<<<<

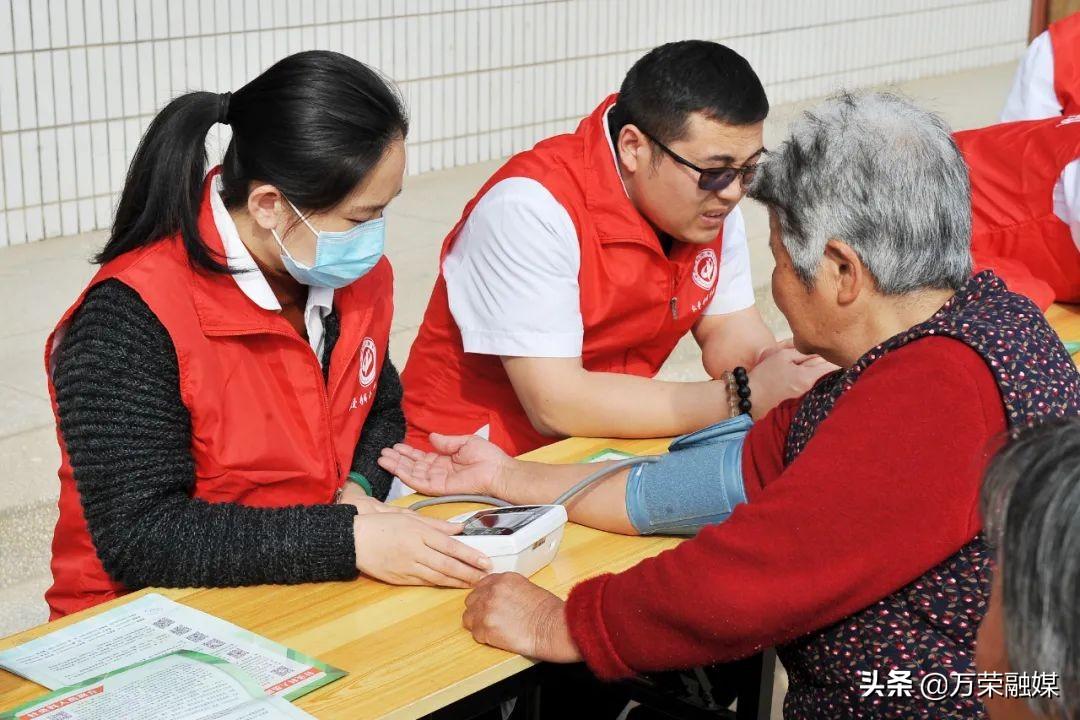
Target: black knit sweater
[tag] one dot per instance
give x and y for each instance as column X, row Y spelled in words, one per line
column 129, row 438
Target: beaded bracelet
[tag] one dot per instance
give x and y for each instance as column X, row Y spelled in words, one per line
column 738, row 382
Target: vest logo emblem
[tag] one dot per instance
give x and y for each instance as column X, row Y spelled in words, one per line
column 368, row 362
column 704, row 269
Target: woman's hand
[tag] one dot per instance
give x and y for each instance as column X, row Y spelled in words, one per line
column 462, row 464
column 407, row 548
column 509, row 611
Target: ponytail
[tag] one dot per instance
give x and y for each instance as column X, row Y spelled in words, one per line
column 163, row 188
column 314, row 125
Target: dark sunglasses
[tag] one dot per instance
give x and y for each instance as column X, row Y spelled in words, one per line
column 712, row 179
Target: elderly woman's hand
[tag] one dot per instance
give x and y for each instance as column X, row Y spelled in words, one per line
column 508, row 611
column 783, row 372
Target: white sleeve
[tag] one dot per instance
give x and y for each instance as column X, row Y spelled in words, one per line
column 1067, row 199
column 734, row 288
column 1033, row 95
column 512, row 274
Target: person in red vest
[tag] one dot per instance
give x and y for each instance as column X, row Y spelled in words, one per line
column 1048, row 79
column 1025, row 195
column 579, row 266
column 225, row 375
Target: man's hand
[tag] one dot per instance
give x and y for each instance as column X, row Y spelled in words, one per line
column 781, row 374
column 461, row 464
column 510, row 612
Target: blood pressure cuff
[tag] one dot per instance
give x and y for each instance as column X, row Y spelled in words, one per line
column 698, row 483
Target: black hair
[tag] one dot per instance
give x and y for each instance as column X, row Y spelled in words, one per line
column 672, row 81
column 313, row 124
column 1030, row 505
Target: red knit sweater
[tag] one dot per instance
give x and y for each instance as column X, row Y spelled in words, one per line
column 887, row 489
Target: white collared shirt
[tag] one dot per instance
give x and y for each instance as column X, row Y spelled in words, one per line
column 254, row 284
column 512, row 272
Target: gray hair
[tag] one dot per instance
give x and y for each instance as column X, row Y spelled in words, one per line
column 1030, row 505
column 881, row 175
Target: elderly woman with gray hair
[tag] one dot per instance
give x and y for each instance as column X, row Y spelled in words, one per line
column 1031, row 628
column 854, row 542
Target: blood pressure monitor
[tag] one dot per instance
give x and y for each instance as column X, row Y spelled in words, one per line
column 522, row 539
column 518, row 539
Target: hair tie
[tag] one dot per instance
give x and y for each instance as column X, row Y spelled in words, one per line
column 223, row 108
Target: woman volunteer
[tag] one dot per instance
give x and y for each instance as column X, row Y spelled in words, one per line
column 225, row 374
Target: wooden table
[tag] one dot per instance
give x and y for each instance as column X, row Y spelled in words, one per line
column 1066, row 321
column 404, row 648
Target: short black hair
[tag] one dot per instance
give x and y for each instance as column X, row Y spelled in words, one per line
column 672, row 81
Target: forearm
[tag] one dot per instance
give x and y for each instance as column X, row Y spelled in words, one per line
column 224, row 544
column 602, row 505
column 383, row 428
column 616, row 405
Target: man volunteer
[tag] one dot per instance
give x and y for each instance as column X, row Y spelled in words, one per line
column 579, row 266
column 1048, row 79
column 1025, row 197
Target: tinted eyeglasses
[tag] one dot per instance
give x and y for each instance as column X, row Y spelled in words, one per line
column 712, row 179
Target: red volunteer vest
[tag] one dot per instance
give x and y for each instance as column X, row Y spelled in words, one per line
column 1014, row 167
column 266, row 430
column 1065, row 41
column 636, row 302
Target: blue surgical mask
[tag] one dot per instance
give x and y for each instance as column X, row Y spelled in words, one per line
column 340, row 257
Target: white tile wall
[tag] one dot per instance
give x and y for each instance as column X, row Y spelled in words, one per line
column 80, row 79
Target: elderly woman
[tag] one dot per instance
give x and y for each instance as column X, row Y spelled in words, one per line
column 859, row 552
column 1031, row 510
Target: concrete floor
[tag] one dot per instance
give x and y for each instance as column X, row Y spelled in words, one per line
column 40, row 280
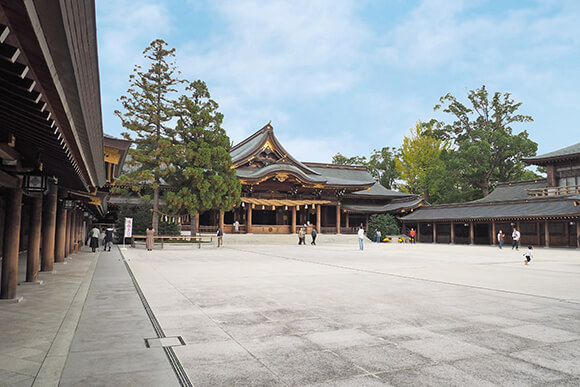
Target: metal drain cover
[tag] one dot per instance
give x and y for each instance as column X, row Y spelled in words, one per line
column 156, row 342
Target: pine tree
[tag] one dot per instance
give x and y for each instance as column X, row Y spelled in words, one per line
column 149, row 108
column 200, row 163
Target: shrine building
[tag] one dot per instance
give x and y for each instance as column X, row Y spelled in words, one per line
column 281, row 193
column 545, row 211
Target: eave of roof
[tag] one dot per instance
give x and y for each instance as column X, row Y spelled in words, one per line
column 568, row 153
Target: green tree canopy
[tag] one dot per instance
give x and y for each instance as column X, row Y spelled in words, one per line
column 485, row 150
column 148, row 109
column 420, row 164
column 381, row 165
column 199, row 159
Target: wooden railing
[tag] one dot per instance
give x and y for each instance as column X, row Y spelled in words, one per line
column 555, row 191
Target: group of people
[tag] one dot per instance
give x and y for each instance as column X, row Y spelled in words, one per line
column 105, row 235
column 516, row 235
column 302, row 235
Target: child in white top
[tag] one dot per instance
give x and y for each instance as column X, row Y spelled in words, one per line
column 529, row 254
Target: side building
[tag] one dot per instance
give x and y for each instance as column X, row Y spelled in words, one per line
column 545, row 211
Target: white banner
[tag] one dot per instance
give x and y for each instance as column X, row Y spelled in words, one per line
column 128, row 227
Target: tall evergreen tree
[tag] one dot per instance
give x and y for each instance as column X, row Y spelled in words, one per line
column 148, row 109
column 198, row 158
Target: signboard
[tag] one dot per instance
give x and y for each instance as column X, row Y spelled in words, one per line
column 128, row 227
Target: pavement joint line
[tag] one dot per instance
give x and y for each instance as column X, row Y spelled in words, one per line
column 232, row 337
column 408, row 277
column 182, row 376
column 73, row 314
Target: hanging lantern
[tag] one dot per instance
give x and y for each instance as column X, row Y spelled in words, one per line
column 68, row 203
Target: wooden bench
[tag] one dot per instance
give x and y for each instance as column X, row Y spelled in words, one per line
column 199, row 239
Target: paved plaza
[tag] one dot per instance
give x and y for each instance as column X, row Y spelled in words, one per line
column 279, row 314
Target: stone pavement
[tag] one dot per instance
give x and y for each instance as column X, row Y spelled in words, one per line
column 255, row 314
column 330, row 315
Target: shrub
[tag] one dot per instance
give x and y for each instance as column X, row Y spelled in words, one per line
column 386, row 224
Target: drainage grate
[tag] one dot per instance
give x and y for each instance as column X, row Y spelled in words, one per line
column 157, row 342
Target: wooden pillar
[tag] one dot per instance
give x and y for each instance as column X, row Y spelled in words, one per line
column 338, row 218
column 33, row 258
column 452, row 232
column 11, row 245
column 249, row 219
column 471, row 233
column 60, row 235
column 49, row 229
column 67, row 233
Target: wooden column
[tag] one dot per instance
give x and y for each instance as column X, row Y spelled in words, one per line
column 471, row 233
column 11, row 245
column 67, row 233
column 338, row 218
column 60, row 235
column 452, row 233
column 33, row 258
column 49, row 229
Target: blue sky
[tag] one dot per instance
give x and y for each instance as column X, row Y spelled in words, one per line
column 351, row 76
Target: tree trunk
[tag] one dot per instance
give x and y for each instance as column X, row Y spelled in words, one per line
column 155, row 218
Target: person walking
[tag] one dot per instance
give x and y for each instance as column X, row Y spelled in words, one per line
column 516, row 239
column 361, row 236
column 220, row 235
column 313, row 235
column 109, row 238
column 500, row 238
column 94, row 235
column 529, row 255
column 149, row 240
column 301, row 236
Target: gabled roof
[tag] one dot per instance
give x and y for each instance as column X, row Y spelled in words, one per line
column 264, row 141
column 568, row 153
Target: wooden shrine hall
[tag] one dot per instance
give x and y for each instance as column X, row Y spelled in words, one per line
column 545, row 211
column 280, row 193
column 52, row 152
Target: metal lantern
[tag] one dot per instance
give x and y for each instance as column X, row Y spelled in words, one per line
column 69, row 203
column 35, row 182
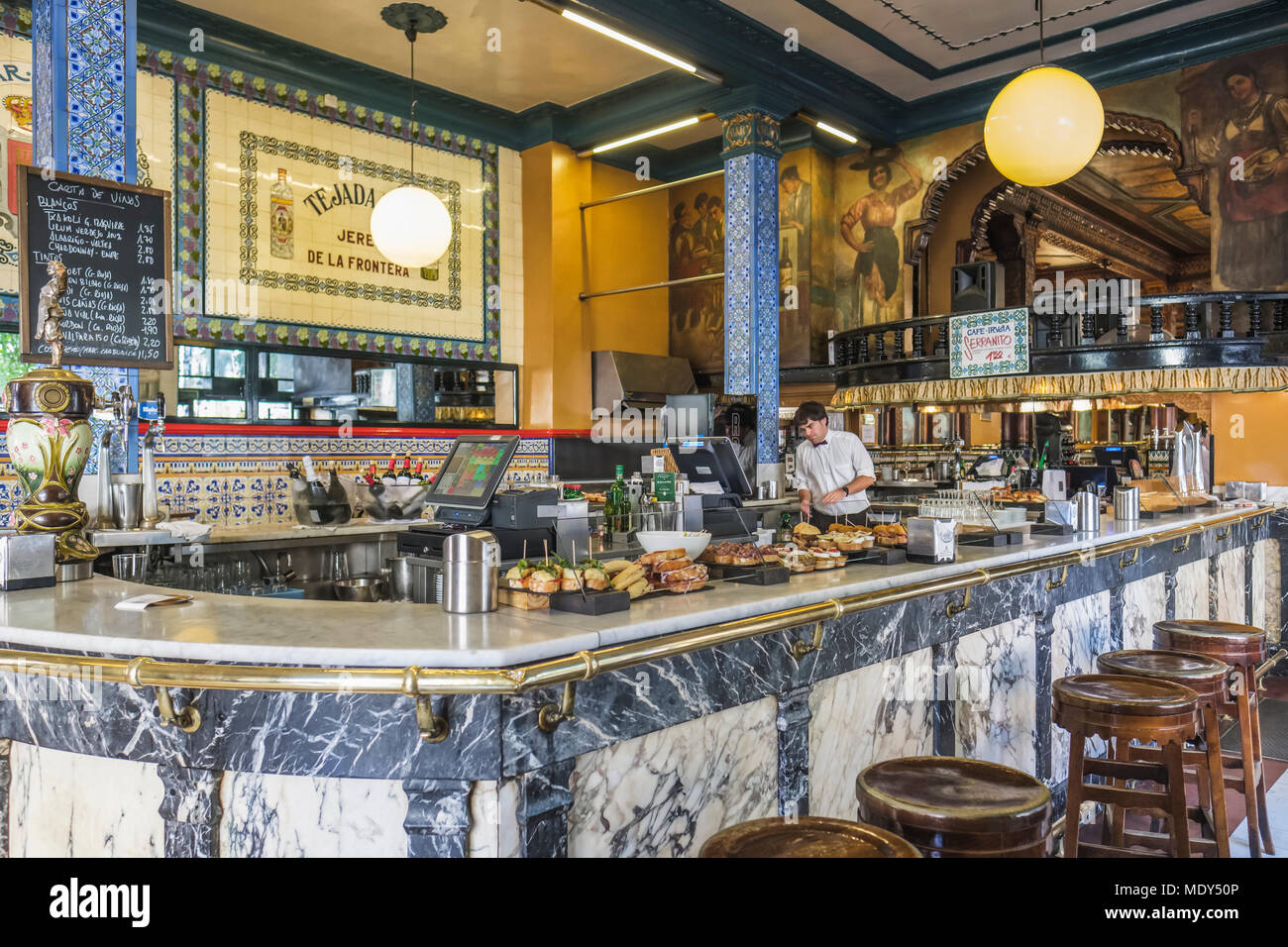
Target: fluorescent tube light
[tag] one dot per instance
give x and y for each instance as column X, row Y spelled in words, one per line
column 629, row 40
column 833, row 131
column 642, row 136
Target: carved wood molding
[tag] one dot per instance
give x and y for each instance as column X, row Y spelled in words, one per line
column 1158, row 141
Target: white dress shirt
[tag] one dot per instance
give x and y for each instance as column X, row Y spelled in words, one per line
column 829, row 466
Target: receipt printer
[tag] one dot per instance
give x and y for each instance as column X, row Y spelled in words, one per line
column 26, row 561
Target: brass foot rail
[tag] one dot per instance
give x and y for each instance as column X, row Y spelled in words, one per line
column 419, row 684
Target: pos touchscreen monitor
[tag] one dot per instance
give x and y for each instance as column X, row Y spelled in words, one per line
column 473, row 471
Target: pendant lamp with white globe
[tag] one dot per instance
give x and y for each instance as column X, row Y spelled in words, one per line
column 1044, row 125
column 410, row 224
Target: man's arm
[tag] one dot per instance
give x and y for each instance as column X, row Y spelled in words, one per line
column 863, row 478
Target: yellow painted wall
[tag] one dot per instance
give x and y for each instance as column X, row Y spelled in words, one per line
column 622, row 245
column 626, row 247
column 986, row 432
column 1258, row 454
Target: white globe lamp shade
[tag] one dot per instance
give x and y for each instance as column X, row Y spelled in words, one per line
column 411, row 227
column 1043, row 127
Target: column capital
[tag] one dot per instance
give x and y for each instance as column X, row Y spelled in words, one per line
column 751, row 121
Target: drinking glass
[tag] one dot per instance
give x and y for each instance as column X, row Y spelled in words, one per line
column 130, row 567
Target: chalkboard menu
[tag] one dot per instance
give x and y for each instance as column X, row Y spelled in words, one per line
column 115, row 241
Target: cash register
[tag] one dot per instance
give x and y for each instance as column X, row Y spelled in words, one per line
column 713, row 463
column 465, row 496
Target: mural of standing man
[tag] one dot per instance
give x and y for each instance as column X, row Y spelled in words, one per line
column 879, row 261
column 1243, row 136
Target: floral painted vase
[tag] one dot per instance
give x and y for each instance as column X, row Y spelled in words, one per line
column 50, row 442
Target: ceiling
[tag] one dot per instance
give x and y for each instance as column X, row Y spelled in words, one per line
column 888, row 69
column 541, row 56
column 917, row 48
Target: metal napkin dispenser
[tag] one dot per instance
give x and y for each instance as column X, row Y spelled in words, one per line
column 26, row 561
column 1245, row 489
column 932, row 539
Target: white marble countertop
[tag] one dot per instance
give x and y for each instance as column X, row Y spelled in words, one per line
column 80, row 616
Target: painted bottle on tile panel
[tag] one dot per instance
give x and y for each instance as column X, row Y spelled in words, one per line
column 282, row 231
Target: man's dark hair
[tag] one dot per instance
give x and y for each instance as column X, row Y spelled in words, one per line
column 809, row 411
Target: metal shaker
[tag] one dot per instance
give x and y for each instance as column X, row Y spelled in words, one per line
column 471, row 565
column 1087, row 502
column 1127, row 504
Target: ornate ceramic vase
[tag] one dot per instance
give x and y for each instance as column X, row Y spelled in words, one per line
column 50, row 442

>>>>

* _Exercise description_: Each line from the first line of the entries through the line containing "Target: elderly woman's hand" should be duplicated word for word, and nothing more; the pictures stay out.

* _Result of this exercise_:
Target: black knit sweater
[tag] one dot per instance
give x and y for each instance as column X, row Y spelled in words, one per line
column 129, row 438
Target: beaded bracelet
[tag] one dot per instance
give x and y for each instance as column X, row Y spelled in words, one per line
column 738, row 382
Target: vest logo emblem
[tag] one dot per instance
give x and y for each instance as column X, row Y spelled in words, one per line
column 368, row 362
column 704, row 269
Target: woman's hand
[tag] one dot per instance
give x and y for each instance as column X, row Y spelled in words, one per line
column 462, row 464
column 407, row 548
column 509, row 611
Target: ponytail
[tag] one dot per instance
give x and y for each instance as column X, row Y spelled in words, one per line
column 163, row 188
column 314, row 125
Target: dark sunglasses
[tag] one dot per instance
give x and y for each instance as column X, row Y spelled in words, one per line
column 712, row 179
Target: elderly woman's hand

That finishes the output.